» **Objective**
Take the lines beginning with the one that contains "query (the noun phrase to segment): green" and ending with the one that contains "of the green". Write them out again with every "grass" swapped for "turf" and nothing else changed.

» **Material supplied**
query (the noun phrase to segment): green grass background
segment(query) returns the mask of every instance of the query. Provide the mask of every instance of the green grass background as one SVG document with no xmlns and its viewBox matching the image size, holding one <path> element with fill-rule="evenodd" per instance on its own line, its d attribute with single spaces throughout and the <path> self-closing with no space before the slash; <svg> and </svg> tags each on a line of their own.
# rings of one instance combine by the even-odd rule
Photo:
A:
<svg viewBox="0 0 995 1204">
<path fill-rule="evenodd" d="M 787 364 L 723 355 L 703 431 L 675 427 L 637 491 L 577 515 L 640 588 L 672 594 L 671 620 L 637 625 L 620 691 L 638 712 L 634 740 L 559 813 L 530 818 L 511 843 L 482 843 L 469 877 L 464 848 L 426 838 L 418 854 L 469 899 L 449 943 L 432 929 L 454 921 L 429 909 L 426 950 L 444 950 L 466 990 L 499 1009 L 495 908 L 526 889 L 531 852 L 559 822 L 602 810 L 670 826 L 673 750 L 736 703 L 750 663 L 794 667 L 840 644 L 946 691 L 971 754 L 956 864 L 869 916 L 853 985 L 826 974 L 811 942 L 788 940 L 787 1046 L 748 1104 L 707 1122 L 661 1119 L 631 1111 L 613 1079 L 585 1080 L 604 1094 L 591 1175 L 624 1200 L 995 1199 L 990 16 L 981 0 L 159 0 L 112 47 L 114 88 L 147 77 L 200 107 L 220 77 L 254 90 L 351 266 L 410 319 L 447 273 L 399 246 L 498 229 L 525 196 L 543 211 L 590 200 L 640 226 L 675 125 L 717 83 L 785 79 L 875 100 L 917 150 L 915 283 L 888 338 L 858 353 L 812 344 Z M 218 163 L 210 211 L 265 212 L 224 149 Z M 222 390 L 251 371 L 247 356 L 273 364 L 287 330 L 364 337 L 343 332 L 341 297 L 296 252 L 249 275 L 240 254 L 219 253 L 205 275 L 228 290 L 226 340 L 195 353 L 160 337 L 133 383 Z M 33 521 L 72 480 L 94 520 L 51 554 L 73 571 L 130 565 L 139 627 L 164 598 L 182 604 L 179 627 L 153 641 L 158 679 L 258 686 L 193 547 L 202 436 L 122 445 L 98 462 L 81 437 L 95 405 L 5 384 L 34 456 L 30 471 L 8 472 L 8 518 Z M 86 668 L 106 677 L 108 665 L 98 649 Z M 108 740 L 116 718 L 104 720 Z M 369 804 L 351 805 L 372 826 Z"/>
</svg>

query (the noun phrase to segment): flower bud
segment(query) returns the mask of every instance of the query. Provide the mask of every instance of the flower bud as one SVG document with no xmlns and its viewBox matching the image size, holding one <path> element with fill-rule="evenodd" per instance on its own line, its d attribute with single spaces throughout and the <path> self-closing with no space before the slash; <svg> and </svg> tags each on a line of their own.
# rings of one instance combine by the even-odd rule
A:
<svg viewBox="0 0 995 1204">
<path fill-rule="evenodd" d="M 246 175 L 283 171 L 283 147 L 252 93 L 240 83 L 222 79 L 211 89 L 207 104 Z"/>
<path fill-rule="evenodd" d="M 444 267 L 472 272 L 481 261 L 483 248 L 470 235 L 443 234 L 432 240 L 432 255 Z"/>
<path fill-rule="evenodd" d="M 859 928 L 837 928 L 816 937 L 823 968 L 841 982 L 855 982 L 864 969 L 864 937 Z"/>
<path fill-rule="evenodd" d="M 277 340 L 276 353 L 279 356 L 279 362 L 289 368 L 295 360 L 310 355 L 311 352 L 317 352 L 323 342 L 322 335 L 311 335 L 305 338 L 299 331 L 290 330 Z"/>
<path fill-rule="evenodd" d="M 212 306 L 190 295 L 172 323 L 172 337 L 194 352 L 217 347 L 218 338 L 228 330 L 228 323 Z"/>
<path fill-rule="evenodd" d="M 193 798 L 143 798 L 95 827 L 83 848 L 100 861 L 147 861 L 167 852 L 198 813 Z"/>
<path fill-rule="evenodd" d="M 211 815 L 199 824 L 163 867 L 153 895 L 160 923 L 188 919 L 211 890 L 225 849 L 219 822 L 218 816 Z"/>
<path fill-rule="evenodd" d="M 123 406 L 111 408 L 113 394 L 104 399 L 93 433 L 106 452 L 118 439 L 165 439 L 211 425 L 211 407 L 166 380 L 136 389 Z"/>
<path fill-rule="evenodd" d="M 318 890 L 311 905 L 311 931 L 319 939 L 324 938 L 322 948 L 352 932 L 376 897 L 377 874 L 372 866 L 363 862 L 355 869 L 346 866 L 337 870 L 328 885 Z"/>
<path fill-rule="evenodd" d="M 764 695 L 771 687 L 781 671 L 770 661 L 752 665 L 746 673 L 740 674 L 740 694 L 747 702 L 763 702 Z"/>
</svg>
* * *
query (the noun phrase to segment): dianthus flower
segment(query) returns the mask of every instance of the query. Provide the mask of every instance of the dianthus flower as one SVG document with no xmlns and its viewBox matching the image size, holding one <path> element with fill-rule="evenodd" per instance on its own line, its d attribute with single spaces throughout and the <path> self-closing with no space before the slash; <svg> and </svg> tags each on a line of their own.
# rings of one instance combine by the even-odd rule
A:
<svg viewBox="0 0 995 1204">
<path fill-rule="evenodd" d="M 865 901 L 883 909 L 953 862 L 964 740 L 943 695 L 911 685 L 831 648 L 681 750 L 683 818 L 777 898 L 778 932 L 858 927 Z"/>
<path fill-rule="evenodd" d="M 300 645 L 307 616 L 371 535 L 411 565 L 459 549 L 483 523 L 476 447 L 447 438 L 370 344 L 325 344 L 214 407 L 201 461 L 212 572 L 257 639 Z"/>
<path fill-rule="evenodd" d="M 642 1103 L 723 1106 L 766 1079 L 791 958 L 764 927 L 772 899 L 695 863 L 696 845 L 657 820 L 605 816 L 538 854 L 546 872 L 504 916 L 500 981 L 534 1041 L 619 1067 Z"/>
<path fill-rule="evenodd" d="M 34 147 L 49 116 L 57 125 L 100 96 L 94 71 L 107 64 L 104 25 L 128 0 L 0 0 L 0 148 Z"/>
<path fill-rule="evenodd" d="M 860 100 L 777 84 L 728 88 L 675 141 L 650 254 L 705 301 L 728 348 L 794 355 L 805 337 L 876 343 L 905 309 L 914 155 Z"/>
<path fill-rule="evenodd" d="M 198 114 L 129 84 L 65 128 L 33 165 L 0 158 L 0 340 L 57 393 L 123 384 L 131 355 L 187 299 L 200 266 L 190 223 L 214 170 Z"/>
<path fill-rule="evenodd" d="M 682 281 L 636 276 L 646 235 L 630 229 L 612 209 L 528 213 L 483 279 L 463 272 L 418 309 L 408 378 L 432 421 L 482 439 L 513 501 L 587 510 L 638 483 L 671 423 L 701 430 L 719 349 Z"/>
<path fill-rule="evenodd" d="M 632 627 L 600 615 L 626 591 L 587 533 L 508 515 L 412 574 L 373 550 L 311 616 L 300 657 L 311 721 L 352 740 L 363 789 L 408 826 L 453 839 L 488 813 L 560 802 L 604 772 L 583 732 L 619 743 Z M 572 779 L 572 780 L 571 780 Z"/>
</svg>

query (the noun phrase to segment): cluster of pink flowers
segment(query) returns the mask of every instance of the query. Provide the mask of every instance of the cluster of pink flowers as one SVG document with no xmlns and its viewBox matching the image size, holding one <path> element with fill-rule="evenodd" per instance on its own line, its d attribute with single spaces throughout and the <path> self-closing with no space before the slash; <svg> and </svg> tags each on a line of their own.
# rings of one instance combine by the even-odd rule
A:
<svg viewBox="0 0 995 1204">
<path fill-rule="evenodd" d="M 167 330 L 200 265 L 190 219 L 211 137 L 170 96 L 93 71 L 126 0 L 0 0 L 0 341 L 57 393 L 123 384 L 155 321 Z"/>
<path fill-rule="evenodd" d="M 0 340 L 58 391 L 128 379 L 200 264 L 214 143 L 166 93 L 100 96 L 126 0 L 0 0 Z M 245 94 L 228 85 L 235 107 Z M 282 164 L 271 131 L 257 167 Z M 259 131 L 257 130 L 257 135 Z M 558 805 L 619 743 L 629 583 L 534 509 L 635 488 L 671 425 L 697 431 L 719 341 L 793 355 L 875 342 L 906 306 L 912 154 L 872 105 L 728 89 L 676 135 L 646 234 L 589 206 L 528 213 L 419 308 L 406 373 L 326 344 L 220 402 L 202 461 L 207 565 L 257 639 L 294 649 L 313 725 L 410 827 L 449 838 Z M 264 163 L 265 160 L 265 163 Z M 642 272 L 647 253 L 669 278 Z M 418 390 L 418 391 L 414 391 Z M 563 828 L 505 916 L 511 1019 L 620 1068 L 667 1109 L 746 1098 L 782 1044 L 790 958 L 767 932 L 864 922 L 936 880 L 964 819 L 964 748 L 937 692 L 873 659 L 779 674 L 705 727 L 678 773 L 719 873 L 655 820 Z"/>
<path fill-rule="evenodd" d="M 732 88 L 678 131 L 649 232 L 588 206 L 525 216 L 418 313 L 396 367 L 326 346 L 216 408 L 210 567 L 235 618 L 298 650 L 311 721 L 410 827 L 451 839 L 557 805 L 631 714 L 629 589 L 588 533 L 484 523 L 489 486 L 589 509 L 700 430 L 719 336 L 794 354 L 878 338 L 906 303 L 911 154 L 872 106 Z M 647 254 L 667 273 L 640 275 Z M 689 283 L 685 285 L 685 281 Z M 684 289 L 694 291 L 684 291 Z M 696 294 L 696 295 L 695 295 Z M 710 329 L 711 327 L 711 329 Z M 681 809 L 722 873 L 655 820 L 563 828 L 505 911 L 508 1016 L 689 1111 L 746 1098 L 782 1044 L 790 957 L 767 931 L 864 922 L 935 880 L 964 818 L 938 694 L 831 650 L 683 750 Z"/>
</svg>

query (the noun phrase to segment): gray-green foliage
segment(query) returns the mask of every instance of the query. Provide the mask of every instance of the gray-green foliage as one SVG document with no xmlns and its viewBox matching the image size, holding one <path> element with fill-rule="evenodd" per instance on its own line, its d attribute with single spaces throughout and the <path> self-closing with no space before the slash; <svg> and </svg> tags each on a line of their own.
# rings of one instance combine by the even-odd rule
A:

» **In response**
query (the noun phrase to segment): green turf background
segment(query) returns the mask of every instance of the query. Provide the mask of every instance of the green turf background as one SVG document with no xmlns and its viewBox matching the image size, holding one <path> element with fill-rule="evenodd" per instance on its own line, its d attribute with single spaces throughout and the <path> self-closing with no space before the slash; <svg> and </svg> tags each on a line of their own.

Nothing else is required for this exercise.